Selected passage Block Start

RSF man dealt $337 million fraud, DOJ says

Racho Jordanov, of Rancho Santa Fe, CEO of JHL Biotech, charged this week with alleged $307 million fraud scheme/DOJ

The United States District Court for the Northern District of California this week unsealed an indictment returned by a federal grand jury in San Francisco charging Rancho Santa Fe resident Racho Jordanov with conspiracy to commit trade secret theft and wire fraud, international money laundering, and related charges including obstruction of justice.

Jordanov was the co-founder and former Chief Executive Office of JHL Biotech. He was charged along with Rose Lin, another of the company’s co-founders and former Chief Operating Officer

Acting United States Attorney Stephanie M. Hinds, Internal Revenue Service ̶ Criminal Investigations, Special Agent in Charge Michael Daniels, and Federal Bureau of Investigation, Special Agent in Charge Craig D. Fair announced the unsealed indictment.

Selected passage Block End

_Tasks to complete_:
1/ Answer these questions about the article on the JHL Biotech indictment.
(a) Which court unsealed the indictment?
(b) What roles did Rose Lin hold at JHL Biotech?
(c) Who was the FBI's Special Agent in Charge named in the article?
2/ Does each statement agree with the article on the JHL Biotech indictment? Answer yes or no and quote the words that decide it.
(a) The indictment was returned by a federal grand jury in San Francisco.
(b) Jordanov was the only person charged.
(c) Obstruction of justice is among the charges.
3/ Pick up the article on the JHL Biotech indictment after its last sentence and keep writing.

Listed entries Block Start

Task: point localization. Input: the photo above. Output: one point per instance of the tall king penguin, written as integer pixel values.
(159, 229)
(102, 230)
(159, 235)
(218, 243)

Listed entries Block End

_Answers per task_:
1/
(a) The United States District Court for the Northern District of California
(b) Co-founder and former Chief Operating Officer
(c) Craig D. Fair

2/
(a) Yes: "returned by a federal grand jury in San Francisco"
(b) No: "He was charged along with Rose Lin"
(c) Yes: "related charges including obstruction of justice"

3/
According to the indictment, in 2012, Raco Ivanov Jordanov, also known as “Racho” Jordanov, 73, of Rancho Santa Fe and Rose Lin, also known as Rose Sweihorn Tong, 72, of South San Francisco, Calif., were alleged to have co-founded JHL Biotech, Inc., a biopharmaceutical start-up headquartered in Zhubei, Taiwan, with offices in Wuhan, China, and Rancho Santa Fe, Calif.  JHL Biotech is now known as Eden Biologics, Inc. and Chime Biologics (Wuhan), Ltd.

The indictment alleges that Jordanov and Lin, beginning as early as 2008, engaged in a fraudulent scheme to steal thousands of confidential and proprietary documents from Genentech that eventually helped JHL Biotech secretly accelerate its development and production of “biosimilars,” or generic versions of Genentech biologics.  Some of the confidential documents stolen from Genentech and obtained by Jordanov and Lin allegedly contained trade secrets.

The indictment alleges that, starting in 2009, Lin recruited an experienced and accomplished scientist then working at Genentech and her husband to work as a team to purloin confidential information from within Genentech.  Beginning in 2013, Lin and Jordanov allegedly used confidential information from the husband and wife team and other sources to help JHL Biotech cut corners, reduce costs, solve problems, save time, and otherwise accelerate product development timelines, secretly using Genentech’s high-quality, confidential, intellectual property.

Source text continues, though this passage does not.